-- START OF Information provided --

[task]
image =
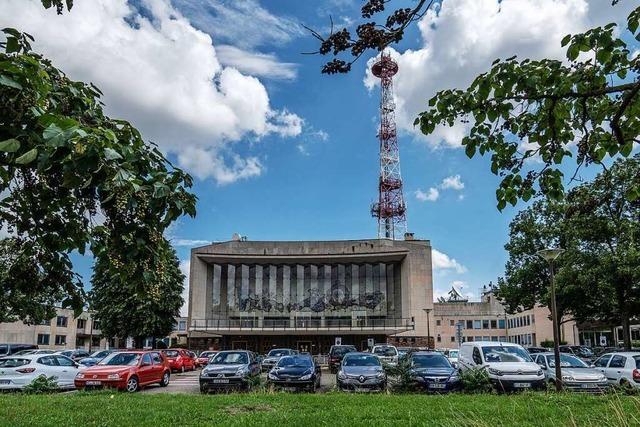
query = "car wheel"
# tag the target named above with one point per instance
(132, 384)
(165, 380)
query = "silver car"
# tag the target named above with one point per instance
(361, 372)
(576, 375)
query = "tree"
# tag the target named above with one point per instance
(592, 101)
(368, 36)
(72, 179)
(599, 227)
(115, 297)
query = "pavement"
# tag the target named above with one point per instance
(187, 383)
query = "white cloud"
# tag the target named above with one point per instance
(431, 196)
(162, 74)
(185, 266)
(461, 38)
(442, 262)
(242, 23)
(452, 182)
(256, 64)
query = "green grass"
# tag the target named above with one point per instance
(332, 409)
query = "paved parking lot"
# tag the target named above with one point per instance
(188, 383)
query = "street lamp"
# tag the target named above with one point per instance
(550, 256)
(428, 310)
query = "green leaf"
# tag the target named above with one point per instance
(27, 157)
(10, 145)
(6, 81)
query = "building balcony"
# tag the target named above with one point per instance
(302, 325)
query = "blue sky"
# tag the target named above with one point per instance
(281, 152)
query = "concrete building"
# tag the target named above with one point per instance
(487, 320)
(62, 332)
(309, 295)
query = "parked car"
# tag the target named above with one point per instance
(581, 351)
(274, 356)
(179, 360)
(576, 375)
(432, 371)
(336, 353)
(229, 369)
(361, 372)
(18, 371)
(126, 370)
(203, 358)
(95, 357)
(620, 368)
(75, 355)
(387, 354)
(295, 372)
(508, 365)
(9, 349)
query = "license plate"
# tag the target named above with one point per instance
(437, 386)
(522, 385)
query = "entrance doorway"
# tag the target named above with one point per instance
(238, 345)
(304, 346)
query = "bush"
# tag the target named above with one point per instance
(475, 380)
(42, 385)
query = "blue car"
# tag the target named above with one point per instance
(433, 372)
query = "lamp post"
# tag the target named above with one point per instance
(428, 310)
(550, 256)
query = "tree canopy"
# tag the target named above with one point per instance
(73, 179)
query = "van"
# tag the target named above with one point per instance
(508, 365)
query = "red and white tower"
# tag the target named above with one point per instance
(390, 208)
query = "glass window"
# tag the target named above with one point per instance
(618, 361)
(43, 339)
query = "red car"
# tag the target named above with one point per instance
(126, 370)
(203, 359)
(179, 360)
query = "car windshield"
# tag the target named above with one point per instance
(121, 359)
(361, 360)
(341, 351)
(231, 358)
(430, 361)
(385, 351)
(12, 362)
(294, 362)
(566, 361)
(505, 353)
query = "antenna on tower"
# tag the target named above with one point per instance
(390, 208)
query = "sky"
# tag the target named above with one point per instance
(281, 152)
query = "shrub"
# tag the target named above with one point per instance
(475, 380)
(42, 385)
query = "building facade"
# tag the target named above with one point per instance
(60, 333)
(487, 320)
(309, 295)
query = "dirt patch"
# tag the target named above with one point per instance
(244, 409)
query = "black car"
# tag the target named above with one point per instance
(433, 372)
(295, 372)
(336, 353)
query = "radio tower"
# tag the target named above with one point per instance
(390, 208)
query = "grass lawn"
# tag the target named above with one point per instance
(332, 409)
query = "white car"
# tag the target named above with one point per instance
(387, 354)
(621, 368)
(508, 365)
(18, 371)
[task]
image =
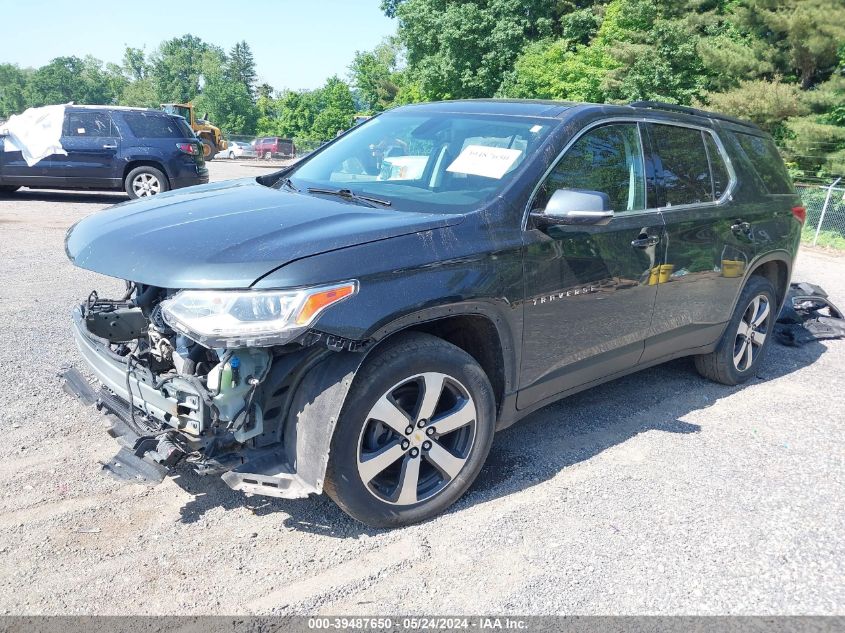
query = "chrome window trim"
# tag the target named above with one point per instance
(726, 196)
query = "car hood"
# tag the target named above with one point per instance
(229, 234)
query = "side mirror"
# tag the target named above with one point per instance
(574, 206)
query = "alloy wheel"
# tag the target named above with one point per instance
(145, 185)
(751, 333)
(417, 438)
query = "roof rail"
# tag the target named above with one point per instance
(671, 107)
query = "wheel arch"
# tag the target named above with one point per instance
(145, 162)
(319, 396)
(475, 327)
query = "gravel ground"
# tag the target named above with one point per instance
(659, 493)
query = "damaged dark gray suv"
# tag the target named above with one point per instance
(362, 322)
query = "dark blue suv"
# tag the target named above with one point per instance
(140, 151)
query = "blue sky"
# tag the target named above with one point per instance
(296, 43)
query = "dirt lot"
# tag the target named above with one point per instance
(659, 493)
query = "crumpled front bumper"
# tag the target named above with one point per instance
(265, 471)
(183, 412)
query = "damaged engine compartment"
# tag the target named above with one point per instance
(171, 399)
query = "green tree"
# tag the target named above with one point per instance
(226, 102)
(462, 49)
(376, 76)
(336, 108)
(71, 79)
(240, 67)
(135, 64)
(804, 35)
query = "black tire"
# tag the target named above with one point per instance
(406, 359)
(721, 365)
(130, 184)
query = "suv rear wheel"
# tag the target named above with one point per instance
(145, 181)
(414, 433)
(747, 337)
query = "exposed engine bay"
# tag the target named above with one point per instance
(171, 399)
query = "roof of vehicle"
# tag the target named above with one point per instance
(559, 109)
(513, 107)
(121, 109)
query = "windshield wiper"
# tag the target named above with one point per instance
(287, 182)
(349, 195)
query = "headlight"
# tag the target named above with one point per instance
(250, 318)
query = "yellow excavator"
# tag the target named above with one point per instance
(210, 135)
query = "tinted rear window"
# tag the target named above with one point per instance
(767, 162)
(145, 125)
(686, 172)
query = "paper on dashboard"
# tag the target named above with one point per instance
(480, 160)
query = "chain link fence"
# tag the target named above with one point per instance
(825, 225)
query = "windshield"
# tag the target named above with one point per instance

-- END OF Information provided --

Short problem: Return every line of the records exactly as given, pictures excluded.

Solution:
[task]
image =
query = "car wheel"
# tag the target named above with one point per instance
(132, 384)
(165, 380)
query = "silver car"
# tag the target named above with one point per instance
(361, 372)
(576, 375)
query = "tree"
# tag the target named above with one point per instance
(592, 101)
(368, 36)
(72, 179)
(599, 227)
(115, 297)
query = "pavement"
# tag the target named above with one point per instance
(187, 383)
query = "white cloud"
# tag the target named above with one point per instance
(431, 196)
(162, 74)
(185, 266)
(461, 38)
(442, 262)
(242, 23)
(452, 182)
(256, 64)
query = "green grass"
# tag the target named above with one point per instance
(332, 409)
query = "paved parking lot"
# tag the target named above with one point per instance
(188, 383)
query = "street lamp"
# tag the target named above with one point per instance
(550, 256)
(428, 310)
query = "green leaf"
# tag the target named above with one point per instance
(27, 157)
(10, 145)
(6, 81)
query = "building balcony"
# tag the target named above with one point per instance
(302, 325)
query = "blue sky"
# tag the target named above with one point per instance
(281, 152)
query = "concrete building"
# tag the target named above with one point per instance
(487, 320)
(62, 332)
(309, 295)
query = "parked car"
# tag the target named above with one point per instance
(581, 351)
(274, 356)
(179, 360)
(576, 375)
(432, 371)
(336, 353)
(229, 369)
(361, 372)
(18, 371)
(126, 370)
(203, 358)
(95, 357)
(620, 368)
(75, 355)
(387, 354)
(295, 372)
(508, 365)
(9, 349)
query = "license plate"
# tag the target named above with one point per instance
(437, 386)
(522, 385)
query = "entrance doorway"
# tag the target named above with one point per instance
(238, 345)
(304, 346)
query = "bush"
# tag the target named above with one point per instance
(475, 380)
(42, 385)
query = "blue car"
# tag the target named above with one point per instance
(433, 372)
query = "lamp post"
# tag the target named above with one point per instance
(428, 310)
(550, 256)
query = "tree canopy"
# tag the target named above with one point per instance
(73, 179)
query = "van"
# tag the target named above with one point per instance
(508, 365)
query = "red and white tower"
# tag the target named above with one point per instance
(390, 208)
query = "glass window"
# tag the target named above with one point per instance
(618, 361)
(43, 339)
query = "red car"
# tag the target named above with one point per instance
(126, 370)
(203, 359)
(179, 360)
query = "car windshield"
# tag the target named above with one point per instance
(121, 359)
(361, 360)
(341, 351)
(231, 358)
(430, 361)
(385, 351)
(12, 362)
(294, 362)
(566, 361)
(505, 353)
query = "antenna on tower"
# tag the target named above with one point per instance
(390, 208)
query = "sky"
# tag the target named above with one point per instance
(281, 152)
query = "shrub"
# tag the target named above with one point per instance
(475, 380)
(42, 385)
query = "building facade"
# tag the target named above with one point per instance
(60, 333)
(487, 320)
(309, 295)
query = "dirt patch"
# tag the target named above with one point per instance
(244, 409)
query = "black car"
# tag the target named above with one point per instance
(433, 372)
(295, 372)
(336, 353)
query = "radio tower"
# tag the target named above with one point per instance
(390, 208)
query = "grass lawn"
# tag the target named above with one point per instance
(332, 409)
query = "white car"
# tag the target named above with one point per instance
(387, 354)
(621, 368)
(508, 365)
(18, 371)
[task]
image =
query = "chrome window trim"
# tag the target named above with one point per instance
(726, 196)
query = "car hood"
# tag the target named above with one point per instance
(229, 234)
query = "side mirror"
# tag the target named above with one point per instance
(574, 206)
query = "alloy wheel"
# tag the target named above with one point per instance
(145, 185)
(751, 333)
(417, 438)
query = "roof rail"
# tag the target named above with one point per instance
(671, 107)
query = "wheel arch"
# tag the target named above with one point per instance
(145, 162)
(319, 396)
(475, 327)
query = "gravel ground"
# tag the target named above with one point per instance
(659, 493)
query = "damaged dark gray suv"
# tag the target named above with one point per instance
(362, 322)
query = "dark blue suv"
# tag the target named above with one point per instance
(140, 151)
query = "blue sky"
# tag the target named above with one point per instance
(296, 43)
query = "dirt lot"
# tag the target named above with one point per instance
(659, 493)
query = "crumpled front bumper"
# tag the target named above with one point per instance
(265, 471)
(183, 412)
query = "damaged engine compartment"
# tag the target named above with one point per instance
(171, 399)
query = "green tree"
# tag the target named above with one point per instance
(226, 102)
(462, 49)
(376, 76)
(336, 108)
(71, 79)
(240, 67)
(135, 64)
(804, 35)
query = "black tire"
# tag the target named above with one point per instance
(406, 359)
(721, 365)
(130, 184)
query = "suv rear wheel"
# tag the target named above with one point per instance
(145, 181)
(414, 433)
(747, 337)
query = "exposed engine bay"
# tag the target named above with one point per instance
(171, 399)
query = "roof of vehicle"
# tag the target named above with one point per instance
(559, 109)
(513, 107)
(121, 109)
query = "windshield wiper"
# tag the target named above with one point per instance
(287, 182)
(349, 195)
query = "headlight"
# tag the target named above with one point per instance
(250, 318)
query = "yellow excavator"
# tag the target named above with one point per instance
(210, 135)
query = "tinted rear window"
# tag the target named above with one point per instance
(767, 162)
(145, 125)
(686, 172)
query = "paper on dashboard"
# tag the target named above with one point per instance
(480, 160)
query = "chain link fence"
# tag the target named above with one point per instance
(825, 225)
query = "windshield"
# tag the target named above with one point per instance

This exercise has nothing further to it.